--- DATA ---

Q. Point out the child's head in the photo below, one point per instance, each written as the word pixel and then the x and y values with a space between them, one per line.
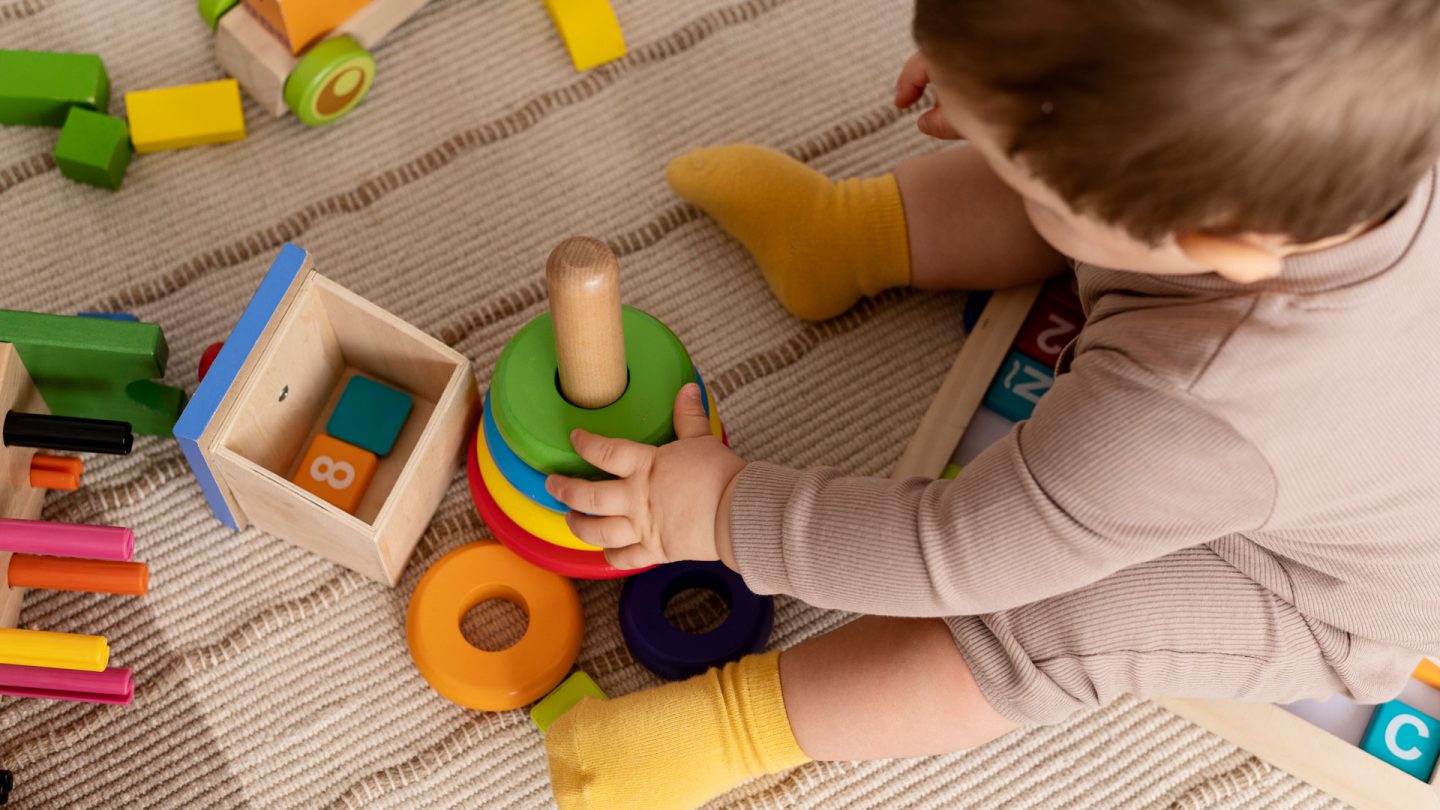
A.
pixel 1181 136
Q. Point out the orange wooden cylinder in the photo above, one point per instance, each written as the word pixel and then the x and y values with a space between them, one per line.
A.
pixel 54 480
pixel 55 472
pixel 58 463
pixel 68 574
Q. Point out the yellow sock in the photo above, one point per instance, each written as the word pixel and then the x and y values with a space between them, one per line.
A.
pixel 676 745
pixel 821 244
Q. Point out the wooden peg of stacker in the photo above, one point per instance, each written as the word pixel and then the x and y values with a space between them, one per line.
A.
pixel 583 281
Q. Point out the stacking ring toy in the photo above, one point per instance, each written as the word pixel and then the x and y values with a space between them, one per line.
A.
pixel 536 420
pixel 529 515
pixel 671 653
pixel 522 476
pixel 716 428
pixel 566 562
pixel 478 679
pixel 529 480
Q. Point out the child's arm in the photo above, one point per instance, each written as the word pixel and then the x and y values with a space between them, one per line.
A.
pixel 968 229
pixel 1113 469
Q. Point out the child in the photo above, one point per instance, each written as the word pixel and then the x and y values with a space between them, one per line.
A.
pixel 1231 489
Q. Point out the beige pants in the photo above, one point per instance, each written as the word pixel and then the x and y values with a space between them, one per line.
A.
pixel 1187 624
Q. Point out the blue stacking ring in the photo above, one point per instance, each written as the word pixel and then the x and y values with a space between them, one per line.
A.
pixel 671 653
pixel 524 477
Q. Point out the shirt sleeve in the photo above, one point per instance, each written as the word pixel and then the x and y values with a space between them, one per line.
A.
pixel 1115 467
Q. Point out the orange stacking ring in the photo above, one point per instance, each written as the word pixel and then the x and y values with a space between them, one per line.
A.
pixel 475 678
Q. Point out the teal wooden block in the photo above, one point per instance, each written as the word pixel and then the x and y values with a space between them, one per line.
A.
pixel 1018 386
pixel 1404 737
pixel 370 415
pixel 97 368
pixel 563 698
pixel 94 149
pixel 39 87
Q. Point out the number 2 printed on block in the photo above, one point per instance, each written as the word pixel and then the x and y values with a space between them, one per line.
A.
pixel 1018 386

---

- **WHAT THIS TASK INVOLVES**: Retype the whole listing above line for line, without any changes, and leave the pictures out of your copy.

- **SOLUTION FOR THIS TASK**:
Q. Point out the child's head in the photo below, one point per instance, each written as the word pixel and then the x and y values with a space between them, one per line.
A.
pixel 1181 136
Q. Point out the orange wooden cylinder in the photo above, one point per instance, each written as the word pixel and then the x and y values with a space between them, one per line.
A.
pixel 54 480
pixel 55 472
pixel 58 463
pixel 68 574
Q. Point out the yellow sock in the photo above, one point per instance, each written as the word pixel and then the x and y values with a space between them, one per line.
A.
pixel 676 745
pixel 821 244
Q. Point out the wooden peg of stacker in the photo above, one point per instance, each written as the word pixel and then the x and y values with a space between them, one per line.
A.
pixel 583 281
Q. Point out the stacking ring toy in the photo above, one point per instance, each written as the word pixel and then the x and y values with a space between them, one per line.
A.
pixel 536 420
pixel 529 515
pixel 671 653
pixel 522 476
pixel 716 428
pixel 566 562
pixel 478 679
pixel 529 480
Q. Point out the child's arm in the photo above, one point per instance, each written as the word pixel and then the x and y values with a space between them, one per line.
A.
pixel 968 229
pixel 1113 469
Q. Point out the child in the photo above, one point per instance, each written as the word pixel and then the x and y values with a space between them, one per line.
A.
pixel 1231 489
Q. Point out the beige pants in the photo above, one point per instance, each written as the word pixel and then the x and y values with a space between them, one per line.
A.
pixel 1187 624
Q. Point out the blue stacking ring in the photo above, one point per instance, each written as the word pixel and then the x and y values with a space between them, one per line.
A.
pixel 671 653
pixel 524 477
Q. Point out the shirt sleeve in the photo above, one point per instance, each written as the word pixel and then the x and y values with a space between them, one per line.
A.
pixel 1115 467
Q. Point out the orange stacking ring in the photo above, one point per instance, each written as the word pixel and then the x and y values with a space between them, one per line.
A.
pixel 475 678
Q. Point out the teal wooden block in the photo above, one point per instance, each written as the word pixel and then the x and y values with a space between them, one per line.
A.
pixel 1018 386
pixel 1404 737
pixel 370 415
pixel 97 368
pixel 563 698
pixel 94 149
pixel 39 87
Q. Point out the number 2 printed on block in the photo above, one point per instance, each written as the word pixel and then the x and y values with a space between them, one per line.
A.
pixel 1018 386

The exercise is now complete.